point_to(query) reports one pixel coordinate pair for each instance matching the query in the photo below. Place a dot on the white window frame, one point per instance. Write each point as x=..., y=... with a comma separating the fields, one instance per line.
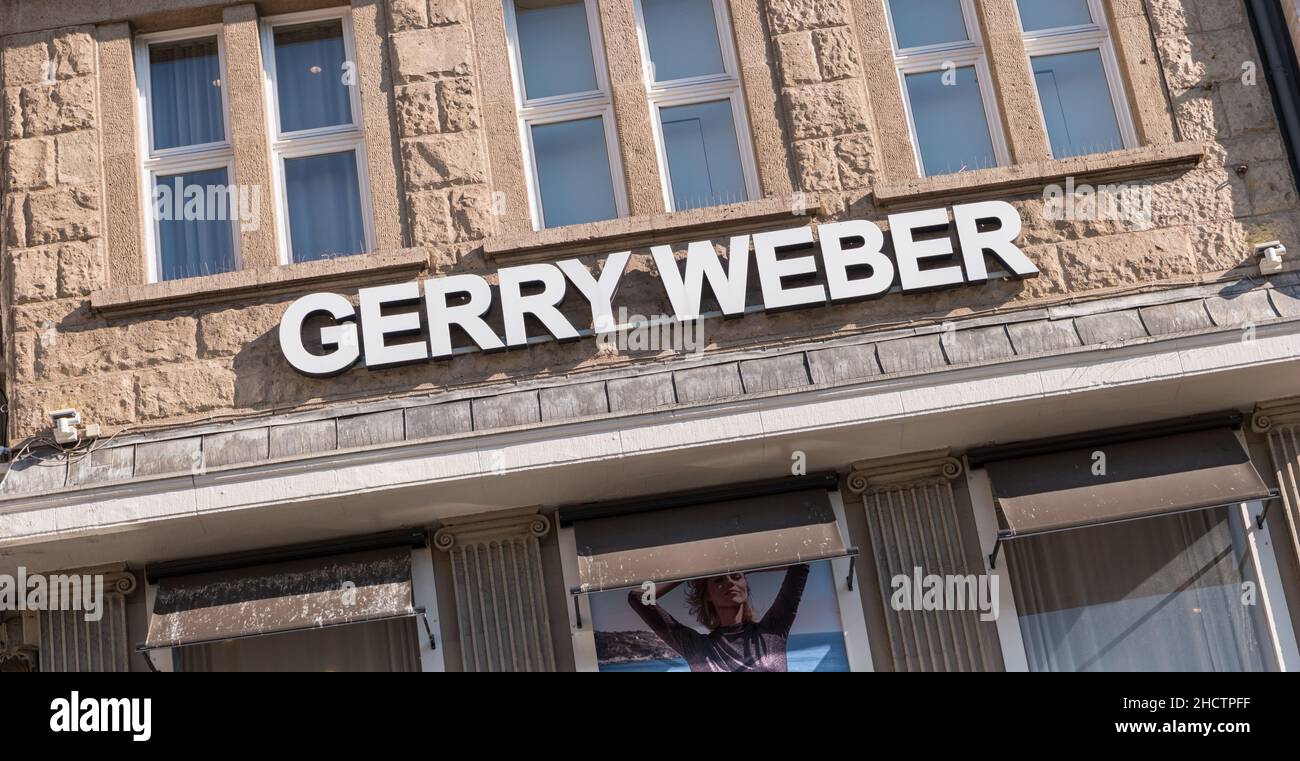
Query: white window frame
x=1078, y=39
x=853, y=621
x=927, y=59
x=183, y=159
x=567, y=107
x=317, y=141
x=703, y=89
x=1260, y=556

┄┄┄┄┄┄

__小問__:
上の資料の行をすべて、一字も変えずに書き写すこと。画像は含めない。

__想定解答__:
point_to(query) reports one pixel coordinate pair for each instance matching the query in the photo below. Place a dot on the white window frame, one point per instance. Write each point as x=..., y=... with a comma separating the fields, one instance per line.
Query: white window frame
x=1078, y=39
x=853, y=621
x=927, y=59
x=183, y=159
x=567, y=107
x=317, y=141
x=703, y=89
x=1260, y=556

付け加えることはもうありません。